**Text for analysis:**

Sun | Aug 9, 2020

Big losses for Sangster Airport

Published:Wednesday | July 29, 2020 | 12:18 AMSteven Jackson/Senior Business Reporter

MBJ Airports Limited, the operator of Sangster International Airport in Montego Bay, posted a $900-million operating loss over three months ending June, which reflects an unprecedented decline in revenue.

In terms of recovery, management expects July traffic to total about 10 per cent of throughput a year ago, amid a lifting of travel restrictions and the slow reopening of the tourism sector. It reflects the start of the recovery for the travel market, which the operator sees as improving further with time, provided a second shutdown does not occur.

Sangster is Jamaica’s largest airport and its gateway to the main resort corridors.

“People have to travel. They can hold meetings on Zoom, but cannot Zoom a vacation. So it will recover,” said MBJ Airports CEO Shane Munroe.

Jamaica’s borders were closed in April, weeks after the first COVID-19 case was detected on the island, and travel was restricted as a means of mitigating the spread of the virus. Major tourist source markets – the United States, United Kingdom and Europe – were among the heaviest hit by the pandemic.

**Collected data:**
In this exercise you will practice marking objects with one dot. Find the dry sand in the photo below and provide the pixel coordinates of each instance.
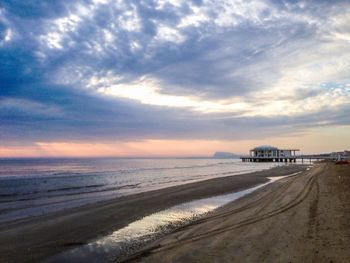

**Work order:**
Swap "operator" for "manager" in the airport article between "Big losses for" and "does not occur.", inclusive, and write out that part. The material has no connection to the airport article.

**Answer to this task:**
Big losses for Sangster Airport

Published:Wednesday | July 29, 2020 | 12:18 AMSteven Jackson/Senior Business Reporter

MBJ Airports Limited, the manager of Sangster International Airport in Montego Bay, posted a $900-million operating loss over three months ending June, which reflects an unprecedented decline in revenue.

In terms of recovery, management expects July traffic to total about 10 per cent of throughput a year ago, amid a lifting of travel restrictions and the slow reopening of the tourism sector. It reflects the start of the recovery for the travel market, which the manager sees as improving further with time, provided a second shutdown does not occur.